Exercise task 1. According to the patch discussion, why does TDVF have to be mapped as private memory instead of as a ROM device like OVMF?
Exercise task 2. Echo the records word for word, starting with the line that contains "Identify the sofa" and going on through the last line of the records.

Document.
□ □ □ □ □
From: Daniel P . Berrangé
Subject: Re: [RFC PATCH v3 17/36] pflash_cfi01/tdx: Introduce ram_mode of pflash for TDVF
Date: Tue, 22 Mar 2022 09:27:32 +0000
User-agent: Mutt/2.1.5 (2021-12-30)

On Mon, Mar 21, 2022 at 04:54:51PM +0800, Xiaoyao Li wrote:
> On 3/18/2022 10:07 PM, Philippe Mathieu-Daudé wrote:
> > Hi,
> > 
> > On 17/3/22 14:58, Xiaoyao Li wrote:
> > > TDX VM needs to boot with Trust Domain Virtual Firmware (TDVF). Unlike
> > > that OVMF is mapped as rom device, TDVF needs to be mapped as private
> > > memory. This is because TDX architecture doesn't provide read-only
> > > capability for VMM, and it doesn't support instruction emulation due
> > > to guest memory and registers are not accessible for VMM.
□ □ □ □ □
Material for the task.
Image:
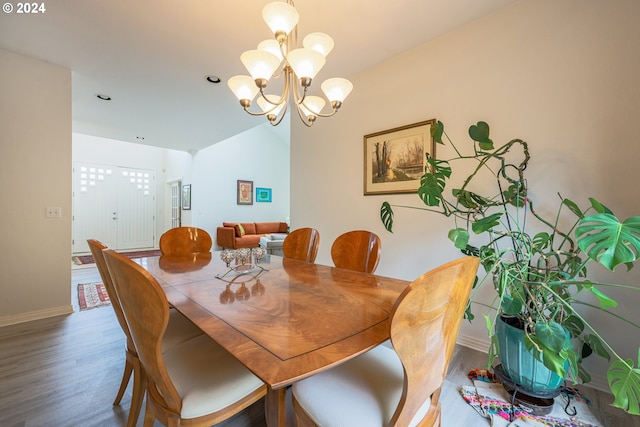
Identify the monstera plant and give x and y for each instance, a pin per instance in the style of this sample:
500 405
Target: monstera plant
537 265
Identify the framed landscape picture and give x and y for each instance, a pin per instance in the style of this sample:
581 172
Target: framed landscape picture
245 192
394 159
263 194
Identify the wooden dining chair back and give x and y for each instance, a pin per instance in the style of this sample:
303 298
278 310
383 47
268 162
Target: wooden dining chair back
185 241
132 365
302 244
179 329
357 250
397 386
195 382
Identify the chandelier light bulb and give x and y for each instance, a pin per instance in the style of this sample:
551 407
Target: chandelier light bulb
336 89
306 63
320 42
293 68
260 64
280 17
243 87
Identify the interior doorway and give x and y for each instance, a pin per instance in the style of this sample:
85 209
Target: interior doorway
113 204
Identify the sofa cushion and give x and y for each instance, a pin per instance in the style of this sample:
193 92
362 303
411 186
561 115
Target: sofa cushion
278 236
239 229
249 228
248 241
269 227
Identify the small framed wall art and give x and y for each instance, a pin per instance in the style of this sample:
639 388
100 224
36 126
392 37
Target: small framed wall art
245 192
186 197
394 159
263 194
□ □ □ □ □
Exercise answer 1. TDVF must be mapped as private memory because the TDX architecture gives the VMM no read-only capability. It also does not support instruction emulation, since guest memory and registers are not accessible to the VMM.

Exercise answer 2.
Identify the sofa cushion and give x and y for each instance, a pin per instance in the style of this sample:
193 92
362 303
411 186
561 115
Target: sofa cushion
278 236
239 229
249 228
248 241
269 227
Identify the small framed wall art and give x and y for each instance, a pin per instance in the style of this sample:
639 388
100 224
36 126
392 37
Target: small framed wall art
245 192
186 197
394 159
263 194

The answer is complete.